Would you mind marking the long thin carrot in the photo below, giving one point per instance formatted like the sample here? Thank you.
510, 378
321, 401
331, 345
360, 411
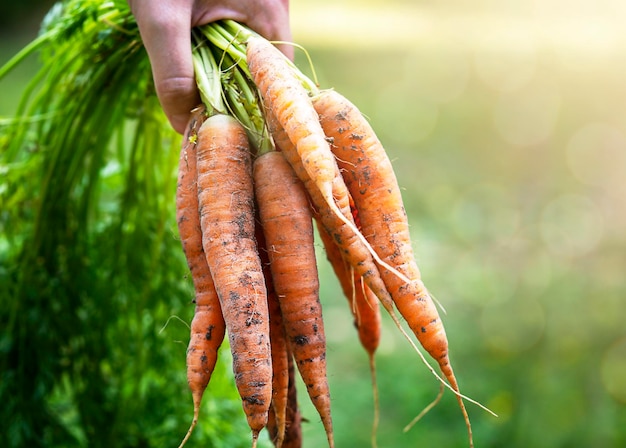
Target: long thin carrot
226, 200
371, 180
280, 351
286, 219
293, 430
207, 326
364, 308
287, 99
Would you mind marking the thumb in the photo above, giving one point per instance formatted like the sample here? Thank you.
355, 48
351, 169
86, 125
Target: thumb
166, 37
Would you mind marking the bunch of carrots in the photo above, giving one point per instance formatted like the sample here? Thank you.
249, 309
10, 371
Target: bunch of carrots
267, 158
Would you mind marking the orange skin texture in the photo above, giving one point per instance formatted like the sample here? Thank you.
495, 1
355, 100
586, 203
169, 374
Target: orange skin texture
286, 219
286, 98
363, 303
370, 178
226, 205
280, 351
207, 325
351, 247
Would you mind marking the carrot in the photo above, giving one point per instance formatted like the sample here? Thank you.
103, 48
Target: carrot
226, 204
293, 434
370, 178
288, 101
280, 351
207, 326
364, 307
352, 249
287, 225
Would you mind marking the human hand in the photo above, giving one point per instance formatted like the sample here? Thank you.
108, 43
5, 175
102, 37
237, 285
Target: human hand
165, 27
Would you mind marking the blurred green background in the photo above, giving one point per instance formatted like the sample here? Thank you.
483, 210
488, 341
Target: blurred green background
506, 122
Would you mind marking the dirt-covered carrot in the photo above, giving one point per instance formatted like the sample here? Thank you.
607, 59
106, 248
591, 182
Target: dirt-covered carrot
287, 224
371, 180
207, 325
364, 307
226, 199
280, 351
293, 433
285, 97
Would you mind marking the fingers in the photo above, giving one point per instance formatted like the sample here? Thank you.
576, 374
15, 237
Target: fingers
269, 18
164, 28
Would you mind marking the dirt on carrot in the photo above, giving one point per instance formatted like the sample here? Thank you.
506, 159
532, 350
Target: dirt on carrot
226, 200
286, 219
207, 326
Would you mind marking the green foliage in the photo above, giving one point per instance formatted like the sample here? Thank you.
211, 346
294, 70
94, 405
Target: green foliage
91, 265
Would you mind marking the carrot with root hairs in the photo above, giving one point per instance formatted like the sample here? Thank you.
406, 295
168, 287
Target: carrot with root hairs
370, 178
207, 326
287, 99
365, 309
280, 351
226, 199
293, 429
287, 224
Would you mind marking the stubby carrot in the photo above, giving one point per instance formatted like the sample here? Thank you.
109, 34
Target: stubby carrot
226, 200
207, 326
286, 219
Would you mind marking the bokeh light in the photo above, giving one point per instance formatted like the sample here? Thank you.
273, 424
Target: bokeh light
527, 116
571, 225
613, 370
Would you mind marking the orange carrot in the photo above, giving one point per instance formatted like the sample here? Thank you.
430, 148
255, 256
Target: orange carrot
293, 432
352, 249
207, 326
370, 178
288, 101
287, 225
364, 307
226, 199
280, 351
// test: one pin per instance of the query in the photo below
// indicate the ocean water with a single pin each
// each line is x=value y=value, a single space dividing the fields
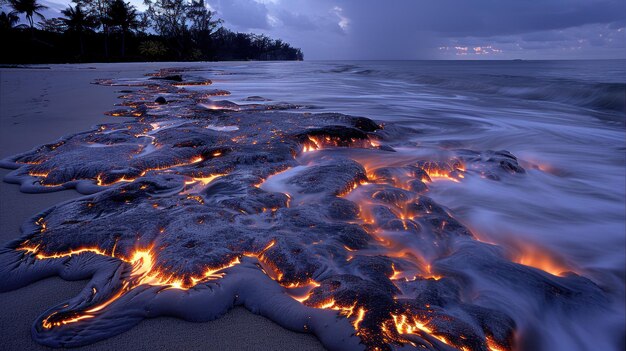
# # # #
**WHAT YOU WILL DO**
When a line in the listing has the word "each", return that line.

**OUTPUT FOR THIS TASK**
// indicate the ocean water with a single pin each
// each line is x=value y=value, a single space dividing the fields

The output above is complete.